[Stored items]

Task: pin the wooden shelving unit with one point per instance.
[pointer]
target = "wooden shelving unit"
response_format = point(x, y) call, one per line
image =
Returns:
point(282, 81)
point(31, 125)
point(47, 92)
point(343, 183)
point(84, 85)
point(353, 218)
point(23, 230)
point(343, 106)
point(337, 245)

#### The exercise
Copy the listing above line for line, leaving every character unchanged.

#### Exercise response
Task: pin the wooden shelving unit with one point per instance.
[pointer]
target = "wooden shelving unit"
response_format = point(x, y) call, one per line
image =
Returns:
point(282, 81)
point(31, 125)
point(47, 92)
point(343, 183)
point(84, 85)
point(353, 218)
point(23, 230)
point(343, 106)
point(337, 245)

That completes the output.